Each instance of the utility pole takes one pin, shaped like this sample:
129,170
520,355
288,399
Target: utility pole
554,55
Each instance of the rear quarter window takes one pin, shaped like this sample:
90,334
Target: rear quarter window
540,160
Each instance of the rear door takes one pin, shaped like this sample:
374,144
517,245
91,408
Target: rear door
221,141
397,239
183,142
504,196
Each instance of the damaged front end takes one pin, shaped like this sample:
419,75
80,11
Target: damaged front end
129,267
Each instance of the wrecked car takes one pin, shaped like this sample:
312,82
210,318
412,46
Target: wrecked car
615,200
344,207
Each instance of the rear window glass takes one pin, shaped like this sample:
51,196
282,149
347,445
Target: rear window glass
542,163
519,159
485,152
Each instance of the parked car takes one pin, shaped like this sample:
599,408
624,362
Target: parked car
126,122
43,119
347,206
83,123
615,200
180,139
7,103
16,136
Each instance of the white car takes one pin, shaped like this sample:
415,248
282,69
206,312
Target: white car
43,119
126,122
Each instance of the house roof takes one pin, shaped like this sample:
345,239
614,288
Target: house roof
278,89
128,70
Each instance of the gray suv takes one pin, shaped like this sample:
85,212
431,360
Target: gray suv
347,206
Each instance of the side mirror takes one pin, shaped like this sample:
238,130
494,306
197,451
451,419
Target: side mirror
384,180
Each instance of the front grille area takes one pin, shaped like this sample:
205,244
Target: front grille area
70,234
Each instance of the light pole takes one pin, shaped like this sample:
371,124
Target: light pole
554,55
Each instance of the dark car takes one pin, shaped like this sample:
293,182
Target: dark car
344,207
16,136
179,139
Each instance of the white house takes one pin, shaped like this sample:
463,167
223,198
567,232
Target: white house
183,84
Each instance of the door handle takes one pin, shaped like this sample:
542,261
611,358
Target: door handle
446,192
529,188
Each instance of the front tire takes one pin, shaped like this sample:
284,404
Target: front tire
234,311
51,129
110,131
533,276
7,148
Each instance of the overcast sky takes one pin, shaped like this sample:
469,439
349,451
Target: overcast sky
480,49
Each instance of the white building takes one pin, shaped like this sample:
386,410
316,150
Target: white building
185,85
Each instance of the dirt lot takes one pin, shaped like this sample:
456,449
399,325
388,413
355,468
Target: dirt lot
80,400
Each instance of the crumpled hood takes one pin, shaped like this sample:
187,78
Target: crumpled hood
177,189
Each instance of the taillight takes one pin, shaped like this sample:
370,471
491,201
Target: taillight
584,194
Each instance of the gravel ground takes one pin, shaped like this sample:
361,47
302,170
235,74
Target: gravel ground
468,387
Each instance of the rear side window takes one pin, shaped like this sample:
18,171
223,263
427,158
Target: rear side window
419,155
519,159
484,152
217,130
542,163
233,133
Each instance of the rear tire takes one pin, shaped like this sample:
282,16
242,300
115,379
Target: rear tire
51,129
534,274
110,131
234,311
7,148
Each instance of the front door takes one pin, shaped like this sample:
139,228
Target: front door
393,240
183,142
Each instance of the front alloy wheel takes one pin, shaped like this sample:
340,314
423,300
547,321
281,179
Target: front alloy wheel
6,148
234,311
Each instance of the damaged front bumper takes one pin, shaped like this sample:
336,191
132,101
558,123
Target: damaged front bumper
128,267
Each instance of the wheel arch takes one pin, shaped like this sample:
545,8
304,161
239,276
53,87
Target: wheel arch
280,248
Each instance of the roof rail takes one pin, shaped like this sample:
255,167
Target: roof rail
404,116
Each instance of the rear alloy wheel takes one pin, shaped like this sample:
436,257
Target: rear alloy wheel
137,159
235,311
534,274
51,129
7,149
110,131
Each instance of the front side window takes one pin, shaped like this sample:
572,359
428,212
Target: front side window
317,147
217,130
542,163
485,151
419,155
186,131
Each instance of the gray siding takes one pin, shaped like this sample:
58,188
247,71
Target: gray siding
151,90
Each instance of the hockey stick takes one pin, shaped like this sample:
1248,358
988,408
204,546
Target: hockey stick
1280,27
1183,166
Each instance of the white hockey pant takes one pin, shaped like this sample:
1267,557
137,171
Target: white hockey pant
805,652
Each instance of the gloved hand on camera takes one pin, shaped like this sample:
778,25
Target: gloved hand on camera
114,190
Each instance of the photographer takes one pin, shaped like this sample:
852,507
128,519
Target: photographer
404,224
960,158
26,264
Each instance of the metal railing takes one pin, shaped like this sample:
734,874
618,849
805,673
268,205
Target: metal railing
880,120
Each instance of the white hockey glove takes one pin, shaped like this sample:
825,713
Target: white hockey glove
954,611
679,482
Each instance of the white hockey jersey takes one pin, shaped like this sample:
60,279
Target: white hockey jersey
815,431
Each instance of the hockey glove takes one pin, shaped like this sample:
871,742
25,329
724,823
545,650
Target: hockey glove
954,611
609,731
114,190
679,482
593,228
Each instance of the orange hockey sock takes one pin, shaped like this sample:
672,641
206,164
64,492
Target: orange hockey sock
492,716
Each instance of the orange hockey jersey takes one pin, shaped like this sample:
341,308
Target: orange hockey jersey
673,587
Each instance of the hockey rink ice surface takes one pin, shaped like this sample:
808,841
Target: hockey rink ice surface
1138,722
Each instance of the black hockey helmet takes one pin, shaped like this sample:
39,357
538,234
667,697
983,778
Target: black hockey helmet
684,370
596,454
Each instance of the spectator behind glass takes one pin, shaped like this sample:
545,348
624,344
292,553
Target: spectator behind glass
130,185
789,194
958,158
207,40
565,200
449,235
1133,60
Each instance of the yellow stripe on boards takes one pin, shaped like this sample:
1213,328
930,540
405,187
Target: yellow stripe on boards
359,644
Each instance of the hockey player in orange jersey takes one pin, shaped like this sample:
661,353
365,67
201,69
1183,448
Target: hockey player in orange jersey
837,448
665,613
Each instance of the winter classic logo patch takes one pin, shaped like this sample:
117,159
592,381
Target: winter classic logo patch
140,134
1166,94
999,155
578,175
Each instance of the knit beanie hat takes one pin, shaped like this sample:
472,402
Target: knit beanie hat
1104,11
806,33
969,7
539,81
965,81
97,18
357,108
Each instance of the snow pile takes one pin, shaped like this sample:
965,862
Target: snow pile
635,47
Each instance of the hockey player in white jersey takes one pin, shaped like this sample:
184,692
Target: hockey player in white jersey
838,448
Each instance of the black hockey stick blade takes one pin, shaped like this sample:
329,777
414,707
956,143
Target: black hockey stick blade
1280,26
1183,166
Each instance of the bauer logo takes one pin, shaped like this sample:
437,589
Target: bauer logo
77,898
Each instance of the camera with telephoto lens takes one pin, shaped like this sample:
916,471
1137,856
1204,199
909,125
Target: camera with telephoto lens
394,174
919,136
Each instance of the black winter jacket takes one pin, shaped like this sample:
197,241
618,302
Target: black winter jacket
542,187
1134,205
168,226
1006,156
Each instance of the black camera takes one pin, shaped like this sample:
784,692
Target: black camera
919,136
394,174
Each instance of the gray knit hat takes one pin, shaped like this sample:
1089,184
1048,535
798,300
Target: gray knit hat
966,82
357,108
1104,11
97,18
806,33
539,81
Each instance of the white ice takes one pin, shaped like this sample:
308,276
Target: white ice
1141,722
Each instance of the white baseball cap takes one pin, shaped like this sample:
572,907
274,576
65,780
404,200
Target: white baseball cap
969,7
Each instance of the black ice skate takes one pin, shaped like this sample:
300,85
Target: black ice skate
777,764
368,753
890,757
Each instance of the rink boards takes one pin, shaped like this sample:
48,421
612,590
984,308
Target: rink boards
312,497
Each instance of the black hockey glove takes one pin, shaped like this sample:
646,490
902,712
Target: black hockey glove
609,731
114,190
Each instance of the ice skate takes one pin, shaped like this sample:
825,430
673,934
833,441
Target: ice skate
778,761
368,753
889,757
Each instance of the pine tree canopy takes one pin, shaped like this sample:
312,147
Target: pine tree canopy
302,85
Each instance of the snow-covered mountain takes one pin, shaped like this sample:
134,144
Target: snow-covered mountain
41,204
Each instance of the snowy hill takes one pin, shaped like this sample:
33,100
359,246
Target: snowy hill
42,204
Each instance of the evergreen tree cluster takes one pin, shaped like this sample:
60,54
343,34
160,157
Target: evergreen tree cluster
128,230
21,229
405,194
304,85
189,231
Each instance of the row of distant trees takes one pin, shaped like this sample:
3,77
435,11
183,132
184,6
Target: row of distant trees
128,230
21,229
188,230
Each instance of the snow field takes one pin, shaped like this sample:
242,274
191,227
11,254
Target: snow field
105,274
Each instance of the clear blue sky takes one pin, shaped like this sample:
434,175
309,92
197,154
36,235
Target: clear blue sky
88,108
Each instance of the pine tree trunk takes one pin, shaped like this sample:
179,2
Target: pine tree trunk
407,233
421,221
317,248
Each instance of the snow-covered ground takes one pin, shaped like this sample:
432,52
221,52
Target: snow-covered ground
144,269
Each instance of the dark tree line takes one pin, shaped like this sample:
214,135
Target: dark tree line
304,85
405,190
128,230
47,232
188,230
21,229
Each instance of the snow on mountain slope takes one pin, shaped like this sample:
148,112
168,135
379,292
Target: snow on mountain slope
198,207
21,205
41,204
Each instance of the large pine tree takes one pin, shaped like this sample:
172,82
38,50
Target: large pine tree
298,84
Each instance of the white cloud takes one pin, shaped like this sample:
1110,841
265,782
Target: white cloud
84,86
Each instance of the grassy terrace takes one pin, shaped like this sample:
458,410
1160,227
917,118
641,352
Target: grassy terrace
◇ ◇ ◇ ◇
## TASK DIRECTIONS
Scan the records above for the string "grassy", then report every line that contains it.

## EXERCISE SOLUTION
Each instance of the grassy terrace takes one pin, shaped like this sample:
Target: grassy terrace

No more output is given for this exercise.